■ QUOTED TEXT ■
>> START

|
Notes to Consolidated Financial Statements
The preparation of financial statements requires
management to make estimates and assumptions that affect the reported
amounts of assets, liabilities, revenues and expenses. Actual results
could differ from those estimates. CONSOLIDATION. The consolidated financial statements include the accounts of the Corporation and its controlled subsidiaries. Intercompany transactions have been eliminated. CASH AND CASH EQUIVALENTS. Cash and cash equivalents includes cash on hand, demand deposits and short-term cash investments which are highly liquid in nature and have original maturities of three months or less. ACCOUNTS RECEIVABLE. Current and long-term accounts receivable include retainage and unbilled costs of approximately $153 million and $169 million at December 31, 2001 and 2000, respectively. Retainage represents amounts which, pursuant to the contract, are not due until project completion and acceptance by the customer. Unbilled costs represent revenues that are not currently billable to the customer under the terms of the contract. These items are expected to be collected in the normal course of business. Long-term accounts receivable are included in Other assets in the Consolidated Balance Sheet. MARKETABLE EQUITY SECURITIES. Equity securities that have a readily determinable fair value and management does not intend to hold are classified as available for sale and carried at fair value. Unrealized holding gains and losses are recorded as a separate component of shareowners equity, net of deferred income taxes. INVENTORIES AND CONTRACTS IN PROGRESS.

>> END

■ EXERCISES TO COMPLETE ■
**1.** According to the financial statement notes, what is the maximum original maturity for short-term cash investments to be counted as cash and cash equivalents?
**2.** Write the next part of the financial statement notes, starting under their final heading.

■ RECORD EXTRACTS ■
>> START

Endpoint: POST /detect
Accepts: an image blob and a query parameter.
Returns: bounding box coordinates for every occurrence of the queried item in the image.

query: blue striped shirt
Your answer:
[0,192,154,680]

>> END

■ SOLVED PROBLEMS ■
**1.** Three months or less.

**2.**
Inventories and contracts in progress are stated at the lower of cost
or estimated realizable value and are primarily based on first-in, first-out
(FIFO) or average cost methods; however, certain subsidiaries
use the last-in, first-out (LIFO) method. Costs accumulated
against specific contracts or orders are at actual cost. Materials in
excess of requirements for contracts and current or anticipated orders
have been reserved and written-off as appropriate. FIXED ASSETS. Fixed assets are stated at cost. Depreciation is computed over the assets useful lives generally using the straight-line method, except for aerospace assets acquired prior to January 1, 1999, which are depreciated using accelerated methods. The change to straight-line depreciation for aerospace assets did not have a material impact on the Corporations financial position, results of operations or cash flows. GOODWILL AND OTHER INTANGIBLE ASSETS.
Goodwill represents costs in excess of fair values assigned to the underlying
net assets of acquired companies and has generally been amortized using
the straight-line method of amortization over periods ranging from 10
to 40 years. Effective July 1, 2001, the Corporation adopted the provisions
of Statement of Financial Accounting Standards (SFAS) No.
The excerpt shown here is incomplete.